### SHORT EXERCISE
In the data, change "thin branch" to "slender twig" in the part that opens with the line containing "The scan above contains the dry" and closes with the line containing "[194,192,221,227]", leaving everything else as it is. Give back only those lines.

### Region labeling records
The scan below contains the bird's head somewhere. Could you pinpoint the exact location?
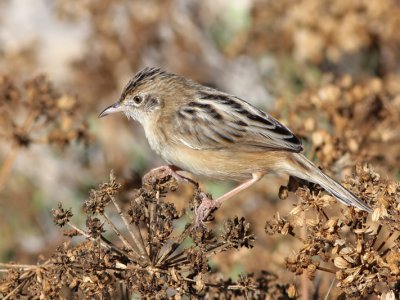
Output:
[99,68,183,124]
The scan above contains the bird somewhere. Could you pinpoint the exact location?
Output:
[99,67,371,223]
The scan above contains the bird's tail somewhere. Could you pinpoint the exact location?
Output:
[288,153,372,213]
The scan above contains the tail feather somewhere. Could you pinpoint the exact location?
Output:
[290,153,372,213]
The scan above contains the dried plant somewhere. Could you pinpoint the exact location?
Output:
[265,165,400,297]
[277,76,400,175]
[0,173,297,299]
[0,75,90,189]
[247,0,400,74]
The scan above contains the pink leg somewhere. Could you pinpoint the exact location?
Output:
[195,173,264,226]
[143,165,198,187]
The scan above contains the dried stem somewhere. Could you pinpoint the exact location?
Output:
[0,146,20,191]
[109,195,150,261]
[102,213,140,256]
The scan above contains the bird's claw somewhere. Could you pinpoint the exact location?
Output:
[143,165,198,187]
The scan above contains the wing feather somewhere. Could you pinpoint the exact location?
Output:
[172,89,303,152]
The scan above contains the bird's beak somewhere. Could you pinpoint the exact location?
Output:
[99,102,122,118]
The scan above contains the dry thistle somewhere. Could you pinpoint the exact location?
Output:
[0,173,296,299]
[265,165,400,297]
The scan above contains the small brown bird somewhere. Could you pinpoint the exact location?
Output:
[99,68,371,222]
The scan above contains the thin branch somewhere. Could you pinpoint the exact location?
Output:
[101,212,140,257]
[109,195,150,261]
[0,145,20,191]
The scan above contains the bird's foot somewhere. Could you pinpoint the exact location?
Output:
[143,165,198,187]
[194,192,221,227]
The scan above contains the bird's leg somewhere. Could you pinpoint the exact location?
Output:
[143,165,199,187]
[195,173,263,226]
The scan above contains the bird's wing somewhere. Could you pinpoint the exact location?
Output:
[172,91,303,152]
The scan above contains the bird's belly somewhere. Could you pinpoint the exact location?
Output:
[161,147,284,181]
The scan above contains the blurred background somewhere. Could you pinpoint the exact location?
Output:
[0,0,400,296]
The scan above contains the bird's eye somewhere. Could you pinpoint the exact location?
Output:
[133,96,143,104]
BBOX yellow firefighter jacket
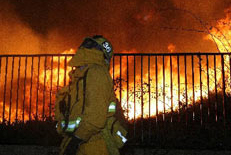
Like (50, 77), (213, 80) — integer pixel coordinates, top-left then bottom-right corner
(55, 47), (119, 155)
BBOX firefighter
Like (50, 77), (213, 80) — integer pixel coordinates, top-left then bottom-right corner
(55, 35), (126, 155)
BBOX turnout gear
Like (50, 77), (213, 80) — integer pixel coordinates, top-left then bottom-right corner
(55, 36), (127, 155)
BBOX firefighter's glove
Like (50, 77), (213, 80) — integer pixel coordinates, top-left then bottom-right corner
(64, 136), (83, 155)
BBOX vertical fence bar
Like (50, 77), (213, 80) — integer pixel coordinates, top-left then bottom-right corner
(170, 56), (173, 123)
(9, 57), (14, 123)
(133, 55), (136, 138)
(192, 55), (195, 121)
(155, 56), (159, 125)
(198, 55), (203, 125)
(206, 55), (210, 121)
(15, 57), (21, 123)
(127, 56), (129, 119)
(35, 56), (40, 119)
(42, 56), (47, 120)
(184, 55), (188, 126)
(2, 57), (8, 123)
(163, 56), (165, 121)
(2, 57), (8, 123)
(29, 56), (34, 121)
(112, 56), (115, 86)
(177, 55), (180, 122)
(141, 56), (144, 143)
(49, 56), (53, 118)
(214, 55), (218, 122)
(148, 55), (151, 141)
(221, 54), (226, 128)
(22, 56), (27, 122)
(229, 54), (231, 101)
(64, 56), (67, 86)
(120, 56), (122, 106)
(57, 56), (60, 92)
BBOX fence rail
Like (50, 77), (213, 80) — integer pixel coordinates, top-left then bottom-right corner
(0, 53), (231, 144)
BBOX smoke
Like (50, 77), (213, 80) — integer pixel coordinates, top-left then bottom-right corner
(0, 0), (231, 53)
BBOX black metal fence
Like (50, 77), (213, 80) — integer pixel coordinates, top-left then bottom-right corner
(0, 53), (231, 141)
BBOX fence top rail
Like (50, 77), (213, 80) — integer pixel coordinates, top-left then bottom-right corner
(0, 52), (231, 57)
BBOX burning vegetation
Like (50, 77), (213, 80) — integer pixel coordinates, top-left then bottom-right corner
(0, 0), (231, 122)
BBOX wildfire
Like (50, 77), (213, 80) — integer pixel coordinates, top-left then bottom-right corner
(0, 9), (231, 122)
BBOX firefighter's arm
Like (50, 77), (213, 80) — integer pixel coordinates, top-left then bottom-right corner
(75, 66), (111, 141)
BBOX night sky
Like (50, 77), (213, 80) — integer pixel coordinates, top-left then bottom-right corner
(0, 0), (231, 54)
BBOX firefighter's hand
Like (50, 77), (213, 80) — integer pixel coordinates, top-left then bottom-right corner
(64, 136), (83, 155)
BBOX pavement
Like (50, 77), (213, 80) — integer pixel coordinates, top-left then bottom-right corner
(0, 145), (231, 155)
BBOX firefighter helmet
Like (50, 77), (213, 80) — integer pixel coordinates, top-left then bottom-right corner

### EXPECTED ANSWER
The scan above contains the dry thistle somewhere. Could you pinpoint the exact location?
Output:
[0,173,296,299]
[265,165,400,297]
The scan above contains the small brown bird somewhere. Could you pinpoint the exact location?
Output:
[99,68,371,222]
The scan above contains the slender twig somewhere. Could you pinpoint the exact location?
Output:
[101,212,140,257]
[109,195,150,261]
[0,145,20,191]
The scan above contains the bird's foot somewhere. Could you pinpoint the exact location?
Output:
[143,165,198,187]
[194,192,221,227]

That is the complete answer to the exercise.